### Exercise requirements
Transcribe each entry so that it matches the original exactly.

[Dataset entries]
+===+
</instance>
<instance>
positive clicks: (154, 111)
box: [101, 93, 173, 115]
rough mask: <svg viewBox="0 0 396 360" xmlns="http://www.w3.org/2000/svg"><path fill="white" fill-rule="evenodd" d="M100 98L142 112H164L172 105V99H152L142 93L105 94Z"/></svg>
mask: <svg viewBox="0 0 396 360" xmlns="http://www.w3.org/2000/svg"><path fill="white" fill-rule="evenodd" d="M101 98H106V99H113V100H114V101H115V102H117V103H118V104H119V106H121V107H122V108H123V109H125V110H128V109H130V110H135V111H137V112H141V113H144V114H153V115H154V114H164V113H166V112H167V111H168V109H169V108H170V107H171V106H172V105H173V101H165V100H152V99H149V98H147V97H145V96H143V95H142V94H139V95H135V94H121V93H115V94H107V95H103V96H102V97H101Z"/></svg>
+===+
### Answer below
</instance>
<instance>
positive clicks: (154, 111)
box: [101, 93, 173, 115]
rough mask: <svg viewBox="0 0 396 360" xmlns="http://www.w3.org/2000/svg"><path fill="white" fill-rule="evenodd" d="M100 98L142 112H164L172 105V99H152L142 93L105 94Z"/></svg>
mask: <svg viewBox="0 0 396 360" xmlns="http://www.w3.org/2000/svg"><path fill="white" fill-rule="evenodd" d="M101 98H106V99H113V100H114V101H115V102H117V103H118V104H119V106H121V107H122V108H123V109H125V110H128V109H130V110H135V111H137V112H141V113H144V114H153V115H154V114H164V113H166V112H167V111H168V109H169V108H170V107H171V106H172V105H173V101H165V100H152V99H149V98H147V97H145V96H143V95H142V94H139V95H135V94H121V93H115V94H107V95H103V96H102V97H101Z"/></svg>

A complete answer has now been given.